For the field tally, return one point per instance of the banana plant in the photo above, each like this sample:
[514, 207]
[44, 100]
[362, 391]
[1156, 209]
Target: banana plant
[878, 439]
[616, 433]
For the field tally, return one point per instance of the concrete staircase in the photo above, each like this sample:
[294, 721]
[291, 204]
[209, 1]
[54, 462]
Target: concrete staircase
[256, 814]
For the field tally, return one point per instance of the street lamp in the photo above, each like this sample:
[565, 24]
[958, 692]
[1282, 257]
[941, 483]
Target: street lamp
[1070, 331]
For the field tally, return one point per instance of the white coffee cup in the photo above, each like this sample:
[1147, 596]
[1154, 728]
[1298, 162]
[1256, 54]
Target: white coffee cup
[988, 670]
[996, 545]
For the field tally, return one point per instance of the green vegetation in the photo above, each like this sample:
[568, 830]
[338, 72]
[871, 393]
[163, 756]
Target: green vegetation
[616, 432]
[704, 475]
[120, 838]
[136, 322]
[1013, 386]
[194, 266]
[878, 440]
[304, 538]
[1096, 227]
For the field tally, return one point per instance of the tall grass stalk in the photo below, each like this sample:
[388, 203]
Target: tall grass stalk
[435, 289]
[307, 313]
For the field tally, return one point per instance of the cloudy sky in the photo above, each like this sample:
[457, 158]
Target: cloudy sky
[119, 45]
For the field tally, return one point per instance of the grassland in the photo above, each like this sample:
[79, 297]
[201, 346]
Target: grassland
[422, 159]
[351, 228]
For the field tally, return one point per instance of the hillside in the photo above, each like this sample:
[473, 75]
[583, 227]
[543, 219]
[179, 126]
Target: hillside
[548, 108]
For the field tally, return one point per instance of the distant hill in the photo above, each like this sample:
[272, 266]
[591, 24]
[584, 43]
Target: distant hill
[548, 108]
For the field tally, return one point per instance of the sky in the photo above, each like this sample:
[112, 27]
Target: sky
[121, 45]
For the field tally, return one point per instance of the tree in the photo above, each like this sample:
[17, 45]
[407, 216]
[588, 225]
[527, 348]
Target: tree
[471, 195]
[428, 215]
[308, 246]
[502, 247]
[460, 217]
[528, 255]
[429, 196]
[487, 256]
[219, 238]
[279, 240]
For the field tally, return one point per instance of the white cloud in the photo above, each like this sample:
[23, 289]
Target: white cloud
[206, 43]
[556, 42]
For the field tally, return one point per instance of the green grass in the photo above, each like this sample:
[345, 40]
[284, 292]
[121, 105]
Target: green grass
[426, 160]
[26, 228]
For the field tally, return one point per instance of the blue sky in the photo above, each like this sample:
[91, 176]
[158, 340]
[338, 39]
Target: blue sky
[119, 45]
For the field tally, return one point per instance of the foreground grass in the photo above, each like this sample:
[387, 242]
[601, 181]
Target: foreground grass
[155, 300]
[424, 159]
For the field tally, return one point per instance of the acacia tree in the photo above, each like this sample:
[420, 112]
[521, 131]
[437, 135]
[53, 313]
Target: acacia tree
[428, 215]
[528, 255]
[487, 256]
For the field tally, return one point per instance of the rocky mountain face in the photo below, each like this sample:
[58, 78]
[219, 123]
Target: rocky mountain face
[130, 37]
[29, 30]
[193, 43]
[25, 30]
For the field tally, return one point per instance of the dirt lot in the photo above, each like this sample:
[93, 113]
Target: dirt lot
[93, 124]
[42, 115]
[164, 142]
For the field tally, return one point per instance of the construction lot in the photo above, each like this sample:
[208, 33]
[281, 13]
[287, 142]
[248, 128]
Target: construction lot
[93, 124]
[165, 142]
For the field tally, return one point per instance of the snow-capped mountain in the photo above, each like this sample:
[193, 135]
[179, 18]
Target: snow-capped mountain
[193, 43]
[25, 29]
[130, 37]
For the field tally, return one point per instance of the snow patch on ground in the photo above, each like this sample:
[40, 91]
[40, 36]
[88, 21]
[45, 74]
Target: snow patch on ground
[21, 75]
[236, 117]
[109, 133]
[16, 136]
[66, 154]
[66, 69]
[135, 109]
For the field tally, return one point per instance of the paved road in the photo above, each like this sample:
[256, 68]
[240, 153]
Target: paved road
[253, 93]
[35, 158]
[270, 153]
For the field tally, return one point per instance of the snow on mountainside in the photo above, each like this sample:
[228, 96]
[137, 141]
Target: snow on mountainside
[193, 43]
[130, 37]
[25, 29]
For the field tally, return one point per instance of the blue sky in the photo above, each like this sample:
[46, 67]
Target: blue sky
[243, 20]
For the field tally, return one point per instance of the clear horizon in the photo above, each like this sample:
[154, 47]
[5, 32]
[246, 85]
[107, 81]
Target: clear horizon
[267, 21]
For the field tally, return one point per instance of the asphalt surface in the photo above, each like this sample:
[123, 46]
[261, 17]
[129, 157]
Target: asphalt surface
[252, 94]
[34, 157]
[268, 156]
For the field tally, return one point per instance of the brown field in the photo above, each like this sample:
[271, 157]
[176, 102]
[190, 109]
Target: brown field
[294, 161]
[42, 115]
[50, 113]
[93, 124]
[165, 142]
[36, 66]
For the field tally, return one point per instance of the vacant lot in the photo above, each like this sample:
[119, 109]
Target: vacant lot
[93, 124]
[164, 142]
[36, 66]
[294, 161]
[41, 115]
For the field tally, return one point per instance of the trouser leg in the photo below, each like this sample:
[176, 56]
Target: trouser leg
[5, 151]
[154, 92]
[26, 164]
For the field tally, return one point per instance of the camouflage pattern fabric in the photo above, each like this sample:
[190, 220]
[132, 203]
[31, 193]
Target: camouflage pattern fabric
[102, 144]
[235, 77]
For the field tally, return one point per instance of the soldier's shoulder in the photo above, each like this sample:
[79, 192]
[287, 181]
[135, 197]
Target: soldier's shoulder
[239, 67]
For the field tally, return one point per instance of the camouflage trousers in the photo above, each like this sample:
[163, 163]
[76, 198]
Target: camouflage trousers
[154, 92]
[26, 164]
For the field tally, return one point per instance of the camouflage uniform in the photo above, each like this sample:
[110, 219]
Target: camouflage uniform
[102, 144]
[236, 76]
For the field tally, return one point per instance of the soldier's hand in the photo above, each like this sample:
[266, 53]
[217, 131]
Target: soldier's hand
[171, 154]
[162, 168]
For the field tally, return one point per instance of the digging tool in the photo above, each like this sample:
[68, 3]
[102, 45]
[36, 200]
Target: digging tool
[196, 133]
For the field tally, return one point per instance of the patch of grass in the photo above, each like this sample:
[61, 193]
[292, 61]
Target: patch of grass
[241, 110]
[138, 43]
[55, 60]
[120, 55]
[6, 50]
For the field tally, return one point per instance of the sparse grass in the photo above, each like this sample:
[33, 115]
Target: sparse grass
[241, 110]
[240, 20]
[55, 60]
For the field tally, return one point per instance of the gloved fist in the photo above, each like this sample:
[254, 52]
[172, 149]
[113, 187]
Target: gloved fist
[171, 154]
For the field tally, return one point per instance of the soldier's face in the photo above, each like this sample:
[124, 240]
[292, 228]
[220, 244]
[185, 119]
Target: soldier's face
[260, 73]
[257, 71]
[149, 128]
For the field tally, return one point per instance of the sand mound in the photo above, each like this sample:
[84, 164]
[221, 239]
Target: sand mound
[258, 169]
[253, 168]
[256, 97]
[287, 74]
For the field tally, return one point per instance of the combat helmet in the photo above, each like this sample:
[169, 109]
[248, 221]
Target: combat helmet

• [PROBLEM STATEMENT]:
The records must be given again in full, exactly as shown.

• [EXERCISE RESULT]:
For the field tally, return one point per instance of the banana plant in the photo above, each like this sample:
[514, 207]
[44, 100]
[362, 391]
[1156, 209]
Target: banana plant
[878, 439]
[616, 433]
For the field tally, return one point per instance of the concrete staircase in the photo above, each like this sample:
[294, 721]
[291, 204]
[209, 1]
[54, 462]
Target: concrete staircase
[256, 814]
For the field tally, return one point per instance of the street lamp in the photo above, each like this sample:
[565, 24]
[958, 692]
[1282, 257]
[941, 483]
Target: street lamp
[1070, 331]
For the field tally, return one point per instance of the white coffee cup in the photo above, each like this sample:
[1147, 596]
[1154, 728]
[1298, 162]
[1256, 54]
Target: white coffee cup
[988, 670]
[996, 545]
For the field tally, return one point per instance of the green vegetation in the photo above, each like this sample:
[568, 830]
[338, 72]
[871, 393]
[163, 756]
Target: green vegetation
[616, 432]
[704, 475]
[120, 838]
[136, 322]
[1013, 386]
[194, 266]
[878, 440]
[304, 538]
[1096, 227]
For the field tally, return one point per instance of the tall grass stalk in the photo below, each like this sample:
[388, 203]
Target: tall grass stalk
[435, 289]
[307, 313]
For the field tally, return one point per instance of the cloudy sky in the photo above, each like this sample:
[457, 158]
Target: cloudy sky
[119, 45]
For the field tally, return one point per instance of the grassland in the photo above, each like this sample:
[79, 297]
[201, 346]
Target: grassland
[422, 159]
[351, 228]
For the field tally, return one point per instance of the hillside in the photo above, each like this sample:
[473, 75]
[583, 227]
[543, 219]
[179, 126]
Target: hillside
[548, 108]
For the field tally, return one point per instance of the distant hill in the photo above, each like this sample:
[272, 266]
[591, 24]
[584, 43]
Target: distant hill
[548, 108]
For the field tally, return one point per instance of the sky in the photo above, each like this sample:
[112, 27]
Target: sky
[121, 45]
For the field tally, return one point per instance of the tree in the photo above, each like this sample:
[17, 45]
[407, 216]
[588, 225]
[527, 348]
Target: tree
[471, 195]
[428, 215]
[308, 246]
[502, 247]
[460, 217]
[528, 255]
[429, 196]
[487, 256]
[219, 238]
[279, 240]
For the field tally, return one point per instance of the white cloud in the photo above, each like this sample:
[23, 289]
Target: white cloud
[206, 43]
[556, 42]
For the field tally, return one point per instance of the green grass in the photo above, each like this sample:
[345, 40]
[284, 292]
[121, 105]
Target: green grass
[426, 160]
[26, 228]
For the field tally, return one point per instance of the blue sky in the photo above, each like this sample:
[91, 176]
[158, 340]
[338, 39]
Target: blue sky
[119, 45]
For the field tally, return one point per instance of the foreground grass in the photo above, each like this sample:
[387, 242]
[601, 181]
Target: foreground grass
[155, 300]
[424, 159]
For the field tally, return one point per instance of the acacia tree in the photo above, each like this sample:
[420, 112]
[521, 131]
[437, 135]
[53, 313]
Target: acacia tree
[428, 215]
[528, 255]
[487, 256]
For the field tally, return one point per instance of the rocky mountain face in the photo below, each like this sample:
[58, 78]
[219, 123]
Target: rocky mountain face
[130, 37]
[29, 30]
[193, 43]
[25, 30]
For the field tally, return one point per instance of the dirt lot in the photo above, each like this sample:
[93, 113]
Target: dirt lot
[93, 124]
[42, 115]
[164, 142]
For the field tally, return one point per instance of the construction lot in the photo above, each like this sample:
[208, 33]
[281, 13]
[287, 142]
[248, 128]
Target: construction lot
[93, 124]
[165, 142]
For the field tally, return one point per instance of the snow-capped mountain in the photo above, each like this sample:
[193, 135]
[179, 18]
Target: snow-capped mountain
[193, 43]
[25, 29]
[130, 37]
For the field tally, return one point per instance of the snow patch on ground in the photo above, each like this sample:
[40, 91]
[40, 36]
[88, 21]
[45, 74]
Target: snow patch on ground
[21, 75]
[236, 117]
[109, 133]
[16, 136]
[66, 154]
[66, 69]
[135, 109]
For the field tally, return one point per instance of the paved road in the photo above, each like this sample:
[256, 68]
[240, 153]
Target: paved road
[253, 93]
[35, 158]
[270, 153]
For the field tally, return one point per instance of the snow on mountainside in the photo above, each like this sample:
[228, 96]
[137, 141]
Target: snow on mountainside
[193, 43]
[130, 37]
[25, 29]
For the field tally, return one point per instance of the blue sky in the photo above, each like this sample:
[46, 67]
Target: blue sky
[243, 20]
For the field tally, return one point per instance of the clear horizon in the photo above, each like this sample:
[154, 47]
[5, 32]
[246, 85]
[107, 81]
Target: clear horizon
[267, 21]
For the field tally, return one point per instance of the asphalt surface in the photo above, each like this sample:
[123, 46]
[261, 17]
[129, 157]
Target: asphalt surface
[252, 94]
[34, 157]
[268, 156]
For the field tally, return one point per instance of the brown field in the photo above, each like this sample:
[271, 157]
[176, 102]
[190, 109]
Target: brown field
[294, 161]
[42, 115]
[50, 113]
[93, 124]
[165, 142]
[36, 66]
For the field tally, return one point per instance of the vacant lot in the photo above, each like this sample:
[119, 109]
Target: vacant lot
[93, 124]
[164, 142]
[36, 66]
[294, 161]
[41, 115]
For the field tally, return one point per instance of the trouser leg in the photo below, each like this sample:
[176, 56]
Target: trouser leg
[5, 151]
[154, 92]
[26, 164]
For the field tally, return one point per instance of the camouflage pattern fabric in the photo above, each like this sample:
[190, 220]
[132, 203]
[31, 193]
Target: camouflage pattern fabric
[102, 144]
[235, 77]
For the field tally, return one point per instance of the soldier's shoulder in the photo above, each like this sample:
[79, 192]
[287, 181]
[135, 197]
Target: soldier's shoulder
[239, 67]
For the field tally, return one point per instance of the camouflage trousers in the photo above, each like this sample:
[163, 163]
[76, 198]
Target: camouflage trousers
[154, 92]
[26, 164]
For the field tally, return one point per instance of the camouflage uniform in the photo above, each like this sample:
[110, 219]
Target: camouflage uniform
[102, 144]
[236, 76]
For the field tally, return one point per instance of the soldier's hand in the photo above, each like this sample:
[266, 53]
[217, 131]
Target: soldier's hand
[171, 154]
[162, 168]
For the field tally, return one point per instance of the digging tool in the photo above, each like this sample:
[68, 3]
[102, 45]
[36, 200]
Target: digging tool
[196, 133]
For the field tally, return one point per instance of the patch of grass in the photo above, each like this sample:
[61, 193]
[292, 61]
Target: patch of grass
[241, 110]
[138, 43]
[55, 60]
[120, 55]
[6, 50]
For the field tally, return one point per instance of the sparse grass in the photo above, each like this sample:
[33, 115]
Target: sparse grass
[241, 110]
[240, 20]
[55, 60]
For the field tally, return one point per instance of the gloved fist in the photo above, each like this sample:
[254, 52]
[172, 149]
[113, 187]
Target: gloved fist
[171, 154]
For the field tally, return one point per instance of the soldier's face in the photo above, each like this sample:
[124, 240]
[292, 228]
[220, 244]
[185, 119]
Target: soldier's face
[260, 73]
[257, 71]
[149, 128]
For the field tally, return one point per instance of the sand mound in the photo above, each like this sample:
[84, 164]
[221, 239]
Target: sand mound
[258, 169]
[253, 168]
[256, 97]
[287, 74]
For the field tally, return one point per instance of the combat helmet in the photo above, each like this sample:
[169, 109]
[248, 221]
Target: combat helmet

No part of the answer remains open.